TEXT PROVIDED =

▽

New Jersey Commercial Shop Expands With Envelope Niche
Email may be a mainstay form of communication for some, but even today, for the majority of wedding invitations, Bar and Bat Mitzvah, Sweet Sixteen, and related party invitations, birth announcements and the like, US Postal Service “snail mail” and the printed envelope still rein.
That’s why printing envelopes, and doing so cost-effectively, remains a bread-and-butter activity for 26-year-old, full-service printing and copying center, Word Center Printing in Hamilton, NJ. Owned by Marilyn and Jerry Silverman, this small but busy shop serving Mercer County specializes in producing highly-creative, bright, colorful stationery, invitations, announcements, postcards and related items.
According to Marilyn Silverman, one of her company’s largest customers is a medical practice with 32 offices in New York and New Jersey. Individual practice sites send her orders for stationary envelopes every day, amounting to thousands of window and regular envelopes each month. Each envelope is printed with a two-color logo that has tight press registration requirements in the corner, as well as the address of the individual practice printed below it in black.

△

ENTRIES SHOWN =

▽

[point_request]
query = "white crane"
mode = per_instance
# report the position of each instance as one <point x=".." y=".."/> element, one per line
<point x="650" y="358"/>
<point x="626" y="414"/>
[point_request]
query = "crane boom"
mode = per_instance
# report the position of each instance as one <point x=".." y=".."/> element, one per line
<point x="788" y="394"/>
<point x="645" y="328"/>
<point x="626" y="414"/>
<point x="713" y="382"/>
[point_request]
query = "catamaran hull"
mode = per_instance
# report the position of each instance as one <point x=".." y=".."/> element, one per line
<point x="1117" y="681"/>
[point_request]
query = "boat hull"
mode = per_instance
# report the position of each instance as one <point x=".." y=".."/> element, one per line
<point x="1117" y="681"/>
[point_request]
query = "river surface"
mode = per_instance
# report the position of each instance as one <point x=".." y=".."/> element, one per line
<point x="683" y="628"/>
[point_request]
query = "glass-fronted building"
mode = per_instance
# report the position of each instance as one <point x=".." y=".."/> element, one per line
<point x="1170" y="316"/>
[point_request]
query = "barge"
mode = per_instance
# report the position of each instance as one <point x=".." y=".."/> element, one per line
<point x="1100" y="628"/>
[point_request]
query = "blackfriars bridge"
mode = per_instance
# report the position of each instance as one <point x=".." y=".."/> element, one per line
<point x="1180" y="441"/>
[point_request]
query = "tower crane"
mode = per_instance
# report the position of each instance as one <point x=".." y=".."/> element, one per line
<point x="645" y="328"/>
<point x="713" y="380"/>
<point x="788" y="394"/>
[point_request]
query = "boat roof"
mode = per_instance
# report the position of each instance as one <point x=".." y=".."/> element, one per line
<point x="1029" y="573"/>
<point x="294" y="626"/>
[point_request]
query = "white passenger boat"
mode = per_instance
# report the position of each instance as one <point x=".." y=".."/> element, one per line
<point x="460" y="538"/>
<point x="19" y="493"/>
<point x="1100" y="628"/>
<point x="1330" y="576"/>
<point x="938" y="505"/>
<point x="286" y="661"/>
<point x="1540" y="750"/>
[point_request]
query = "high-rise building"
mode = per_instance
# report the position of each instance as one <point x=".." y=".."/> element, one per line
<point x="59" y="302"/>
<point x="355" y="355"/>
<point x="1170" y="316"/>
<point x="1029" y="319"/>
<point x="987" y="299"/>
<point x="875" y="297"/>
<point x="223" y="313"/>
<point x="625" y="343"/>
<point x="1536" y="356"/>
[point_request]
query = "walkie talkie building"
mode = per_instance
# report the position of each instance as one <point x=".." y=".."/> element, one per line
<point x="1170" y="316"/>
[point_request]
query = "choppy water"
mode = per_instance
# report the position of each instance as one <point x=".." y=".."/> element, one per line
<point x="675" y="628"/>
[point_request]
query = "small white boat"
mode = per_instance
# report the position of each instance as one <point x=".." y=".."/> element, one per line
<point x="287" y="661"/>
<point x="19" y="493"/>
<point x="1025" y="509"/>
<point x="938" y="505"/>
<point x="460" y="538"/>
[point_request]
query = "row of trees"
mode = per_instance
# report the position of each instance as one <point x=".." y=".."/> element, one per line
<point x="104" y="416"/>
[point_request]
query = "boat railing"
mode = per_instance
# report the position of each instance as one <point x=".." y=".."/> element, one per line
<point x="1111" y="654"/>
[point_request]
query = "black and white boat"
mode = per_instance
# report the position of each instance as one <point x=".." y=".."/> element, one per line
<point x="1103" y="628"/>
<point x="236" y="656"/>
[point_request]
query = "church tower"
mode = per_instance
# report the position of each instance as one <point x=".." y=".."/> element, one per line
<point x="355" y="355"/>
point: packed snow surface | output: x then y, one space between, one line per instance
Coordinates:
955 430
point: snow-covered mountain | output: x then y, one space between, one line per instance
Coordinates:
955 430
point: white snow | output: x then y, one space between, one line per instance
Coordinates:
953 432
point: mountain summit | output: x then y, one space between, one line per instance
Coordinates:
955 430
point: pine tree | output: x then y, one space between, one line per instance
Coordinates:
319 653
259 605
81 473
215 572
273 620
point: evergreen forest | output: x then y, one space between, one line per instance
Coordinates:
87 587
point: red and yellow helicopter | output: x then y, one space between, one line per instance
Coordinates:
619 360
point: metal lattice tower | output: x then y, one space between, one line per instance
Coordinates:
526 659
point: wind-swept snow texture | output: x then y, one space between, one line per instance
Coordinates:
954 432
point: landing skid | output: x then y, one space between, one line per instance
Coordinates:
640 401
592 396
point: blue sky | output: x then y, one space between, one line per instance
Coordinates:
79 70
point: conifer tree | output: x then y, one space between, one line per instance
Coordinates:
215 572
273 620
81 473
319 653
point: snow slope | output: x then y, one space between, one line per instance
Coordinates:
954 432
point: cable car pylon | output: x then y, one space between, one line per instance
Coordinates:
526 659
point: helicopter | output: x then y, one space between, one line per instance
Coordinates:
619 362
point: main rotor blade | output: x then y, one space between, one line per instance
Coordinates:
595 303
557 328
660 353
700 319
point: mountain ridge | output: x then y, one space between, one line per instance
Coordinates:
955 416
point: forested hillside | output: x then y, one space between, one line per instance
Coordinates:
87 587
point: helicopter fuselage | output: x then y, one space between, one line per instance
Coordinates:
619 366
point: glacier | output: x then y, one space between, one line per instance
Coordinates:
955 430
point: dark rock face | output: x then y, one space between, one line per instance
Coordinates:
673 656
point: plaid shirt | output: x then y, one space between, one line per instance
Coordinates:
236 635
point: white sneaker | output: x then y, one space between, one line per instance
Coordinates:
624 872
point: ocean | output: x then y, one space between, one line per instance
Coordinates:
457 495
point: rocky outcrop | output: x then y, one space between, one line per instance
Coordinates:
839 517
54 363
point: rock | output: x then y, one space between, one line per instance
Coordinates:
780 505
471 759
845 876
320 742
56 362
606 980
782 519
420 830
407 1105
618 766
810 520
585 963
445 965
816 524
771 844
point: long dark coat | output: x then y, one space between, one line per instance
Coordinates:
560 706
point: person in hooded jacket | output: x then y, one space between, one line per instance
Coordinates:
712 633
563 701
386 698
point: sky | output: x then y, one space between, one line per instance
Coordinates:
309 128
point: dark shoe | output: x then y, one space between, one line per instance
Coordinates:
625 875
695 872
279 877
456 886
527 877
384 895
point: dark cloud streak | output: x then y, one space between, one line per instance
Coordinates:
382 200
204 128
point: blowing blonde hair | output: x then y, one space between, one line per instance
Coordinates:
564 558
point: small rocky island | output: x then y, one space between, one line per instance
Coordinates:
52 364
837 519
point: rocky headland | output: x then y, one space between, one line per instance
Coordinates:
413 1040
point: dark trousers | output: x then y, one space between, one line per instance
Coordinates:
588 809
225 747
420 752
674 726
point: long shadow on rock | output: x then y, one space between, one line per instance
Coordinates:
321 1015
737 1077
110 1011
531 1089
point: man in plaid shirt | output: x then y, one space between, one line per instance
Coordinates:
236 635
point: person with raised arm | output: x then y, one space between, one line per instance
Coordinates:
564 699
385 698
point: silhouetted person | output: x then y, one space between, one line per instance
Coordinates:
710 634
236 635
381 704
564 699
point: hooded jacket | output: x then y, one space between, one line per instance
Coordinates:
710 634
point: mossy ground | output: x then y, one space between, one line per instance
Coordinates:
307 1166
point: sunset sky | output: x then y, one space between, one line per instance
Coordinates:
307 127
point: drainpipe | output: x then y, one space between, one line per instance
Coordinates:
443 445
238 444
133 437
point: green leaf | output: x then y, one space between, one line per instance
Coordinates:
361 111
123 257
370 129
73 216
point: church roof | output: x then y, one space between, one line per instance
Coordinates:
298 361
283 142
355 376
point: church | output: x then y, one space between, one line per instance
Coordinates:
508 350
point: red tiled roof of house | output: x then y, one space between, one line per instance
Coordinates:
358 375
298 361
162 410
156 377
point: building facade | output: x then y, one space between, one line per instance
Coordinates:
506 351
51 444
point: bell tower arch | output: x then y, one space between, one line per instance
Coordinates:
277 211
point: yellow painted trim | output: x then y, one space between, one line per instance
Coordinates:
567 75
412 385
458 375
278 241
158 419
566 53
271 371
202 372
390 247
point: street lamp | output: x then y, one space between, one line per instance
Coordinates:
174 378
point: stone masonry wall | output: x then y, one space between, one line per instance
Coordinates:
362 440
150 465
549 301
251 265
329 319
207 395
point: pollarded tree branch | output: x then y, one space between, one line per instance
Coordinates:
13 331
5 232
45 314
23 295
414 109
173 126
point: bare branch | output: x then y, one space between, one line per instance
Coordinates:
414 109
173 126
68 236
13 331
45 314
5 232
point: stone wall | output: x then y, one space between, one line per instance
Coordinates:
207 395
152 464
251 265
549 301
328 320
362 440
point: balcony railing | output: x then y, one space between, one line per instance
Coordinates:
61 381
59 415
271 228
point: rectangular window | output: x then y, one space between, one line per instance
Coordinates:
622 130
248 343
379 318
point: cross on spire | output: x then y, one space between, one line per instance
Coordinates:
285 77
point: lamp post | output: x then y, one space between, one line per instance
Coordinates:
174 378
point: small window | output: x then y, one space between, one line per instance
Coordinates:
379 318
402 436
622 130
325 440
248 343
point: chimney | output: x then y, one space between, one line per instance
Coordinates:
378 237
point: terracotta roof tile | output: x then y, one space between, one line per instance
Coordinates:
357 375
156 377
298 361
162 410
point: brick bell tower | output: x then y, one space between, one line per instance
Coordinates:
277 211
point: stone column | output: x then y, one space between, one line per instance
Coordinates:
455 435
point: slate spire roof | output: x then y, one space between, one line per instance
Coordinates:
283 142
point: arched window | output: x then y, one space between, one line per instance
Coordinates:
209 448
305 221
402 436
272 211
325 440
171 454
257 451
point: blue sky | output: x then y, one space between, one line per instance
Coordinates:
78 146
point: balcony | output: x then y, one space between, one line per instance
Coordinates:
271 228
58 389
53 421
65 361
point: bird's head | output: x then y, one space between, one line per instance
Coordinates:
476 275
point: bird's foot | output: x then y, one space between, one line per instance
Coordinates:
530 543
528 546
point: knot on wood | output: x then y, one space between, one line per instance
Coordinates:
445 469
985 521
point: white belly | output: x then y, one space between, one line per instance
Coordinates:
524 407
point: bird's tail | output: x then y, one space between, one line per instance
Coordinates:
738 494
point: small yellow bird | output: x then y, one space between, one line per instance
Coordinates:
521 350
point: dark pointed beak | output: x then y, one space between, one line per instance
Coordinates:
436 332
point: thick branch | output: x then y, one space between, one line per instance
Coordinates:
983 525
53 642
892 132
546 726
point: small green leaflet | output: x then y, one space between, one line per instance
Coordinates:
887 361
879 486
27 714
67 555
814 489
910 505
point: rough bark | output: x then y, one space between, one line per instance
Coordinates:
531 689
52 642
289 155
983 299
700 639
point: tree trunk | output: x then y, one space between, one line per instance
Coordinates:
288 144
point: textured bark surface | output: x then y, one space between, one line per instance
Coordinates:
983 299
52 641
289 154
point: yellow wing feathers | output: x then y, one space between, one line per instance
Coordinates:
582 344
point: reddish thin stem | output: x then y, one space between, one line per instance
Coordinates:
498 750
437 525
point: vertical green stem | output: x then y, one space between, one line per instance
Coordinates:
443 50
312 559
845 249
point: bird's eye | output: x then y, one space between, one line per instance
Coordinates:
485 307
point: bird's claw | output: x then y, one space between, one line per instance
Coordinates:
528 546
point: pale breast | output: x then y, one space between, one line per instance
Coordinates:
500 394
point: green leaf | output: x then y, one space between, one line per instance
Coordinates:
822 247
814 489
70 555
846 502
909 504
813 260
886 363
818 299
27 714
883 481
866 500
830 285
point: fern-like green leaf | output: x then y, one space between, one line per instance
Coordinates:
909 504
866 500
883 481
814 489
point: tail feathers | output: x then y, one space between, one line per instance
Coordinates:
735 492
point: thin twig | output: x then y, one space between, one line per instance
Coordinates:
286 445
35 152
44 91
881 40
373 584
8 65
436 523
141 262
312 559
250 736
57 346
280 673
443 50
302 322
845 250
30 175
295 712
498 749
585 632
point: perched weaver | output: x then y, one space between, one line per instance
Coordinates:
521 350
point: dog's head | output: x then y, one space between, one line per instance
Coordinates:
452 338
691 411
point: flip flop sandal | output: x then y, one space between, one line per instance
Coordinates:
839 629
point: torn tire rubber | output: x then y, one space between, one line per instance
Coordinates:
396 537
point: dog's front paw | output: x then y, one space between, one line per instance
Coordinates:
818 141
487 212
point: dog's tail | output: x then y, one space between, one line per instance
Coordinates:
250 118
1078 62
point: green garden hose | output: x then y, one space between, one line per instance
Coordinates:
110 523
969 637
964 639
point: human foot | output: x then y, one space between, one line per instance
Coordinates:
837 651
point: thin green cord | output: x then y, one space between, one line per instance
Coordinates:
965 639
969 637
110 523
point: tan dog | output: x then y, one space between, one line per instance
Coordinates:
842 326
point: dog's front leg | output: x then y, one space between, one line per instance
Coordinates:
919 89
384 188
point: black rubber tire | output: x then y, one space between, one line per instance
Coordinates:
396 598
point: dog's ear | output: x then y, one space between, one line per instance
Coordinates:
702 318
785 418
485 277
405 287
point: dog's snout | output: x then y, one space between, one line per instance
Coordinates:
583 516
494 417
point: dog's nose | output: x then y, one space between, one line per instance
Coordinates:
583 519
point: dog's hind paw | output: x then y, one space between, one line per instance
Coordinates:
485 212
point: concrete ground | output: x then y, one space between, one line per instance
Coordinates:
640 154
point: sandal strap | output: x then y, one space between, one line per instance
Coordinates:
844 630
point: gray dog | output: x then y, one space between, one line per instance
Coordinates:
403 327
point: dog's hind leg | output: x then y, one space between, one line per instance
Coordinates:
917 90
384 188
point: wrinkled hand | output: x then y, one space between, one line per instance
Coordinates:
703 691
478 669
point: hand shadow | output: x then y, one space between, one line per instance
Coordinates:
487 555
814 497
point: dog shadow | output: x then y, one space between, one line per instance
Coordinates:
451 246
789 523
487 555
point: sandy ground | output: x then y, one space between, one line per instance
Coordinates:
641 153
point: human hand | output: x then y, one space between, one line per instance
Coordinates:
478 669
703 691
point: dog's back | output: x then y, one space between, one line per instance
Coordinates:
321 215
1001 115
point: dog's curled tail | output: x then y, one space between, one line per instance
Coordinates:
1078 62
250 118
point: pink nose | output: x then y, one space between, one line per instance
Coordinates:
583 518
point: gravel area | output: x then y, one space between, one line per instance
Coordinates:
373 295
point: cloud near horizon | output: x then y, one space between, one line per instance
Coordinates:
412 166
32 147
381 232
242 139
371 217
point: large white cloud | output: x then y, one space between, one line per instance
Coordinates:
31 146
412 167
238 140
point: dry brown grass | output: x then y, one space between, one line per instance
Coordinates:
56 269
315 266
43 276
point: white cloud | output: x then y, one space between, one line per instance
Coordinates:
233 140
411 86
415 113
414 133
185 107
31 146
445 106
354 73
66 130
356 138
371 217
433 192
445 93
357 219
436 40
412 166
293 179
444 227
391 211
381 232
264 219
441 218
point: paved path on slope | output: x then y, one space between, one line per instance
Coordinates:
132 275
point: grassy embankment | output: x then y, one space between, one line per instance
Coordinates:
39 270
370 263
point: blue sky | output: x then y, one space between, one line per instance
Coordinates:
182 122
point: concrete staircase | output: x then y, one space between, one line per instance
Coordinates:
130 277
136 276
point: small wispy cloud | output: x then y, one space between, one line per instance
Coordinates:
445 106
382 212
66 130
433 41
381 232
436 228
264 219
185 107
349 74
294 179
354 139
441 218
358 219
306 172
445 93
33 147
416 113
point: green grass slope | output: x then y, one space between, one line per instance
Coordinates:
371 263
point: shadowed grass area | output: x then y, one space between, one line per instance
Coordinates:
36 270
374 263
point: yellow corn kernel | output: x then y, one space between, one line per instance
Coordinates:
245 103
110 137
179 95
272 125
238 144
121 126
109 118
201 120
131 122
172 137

△

WORK INSTRUCTIONS =
1 – According to the article on the New Jersey envelope printing shop, how many offices does the medical practice served by Word Center Printing have?
2 – Carry on the article about the New Jersey printing shop from the point where it stops.

RESULTS FOR EACH TASK =
1 – 32 offices in New York and New Jersey.

2 –
Since the Silverman’s did not own a two-color press, they used to send the envelopes out for pre-printing of the logo and then printed the individual address in-house. In order to accommodate the fast turnaround their customer had come to expect, they had to stock inventory for each medical office. Unfortunately, this meant that when the customer closed or moved an office they’d be stuck with the excess.
Finding a solution
But at an exhibition in 2009, they found their solution: the Xanté Ilumina (Booth 201) digital envelope press. They promptly ordered one. When the machine arrived they installed it themselves and haven’t looked back since.
The Xanté Ilumina digital envelope press has not only helped Word Center Printing increase the efficiency and profitability of jobs for existing customers, it has also helped the company expand the kinds of jobs it produces with the machine, thereby increasing their versatility and creative options.
Says Silverman, “This afternoon I printed advertising door hangers on it, using a special 8.5 inch x 11 inch precut sheet that I fed through the multipurpose input tray. I also ran an 11x17” poster through the same tray. On a lot of color copiers this kind of job can jam, but because the Xanté has a straight paper path the stock goes through easily.”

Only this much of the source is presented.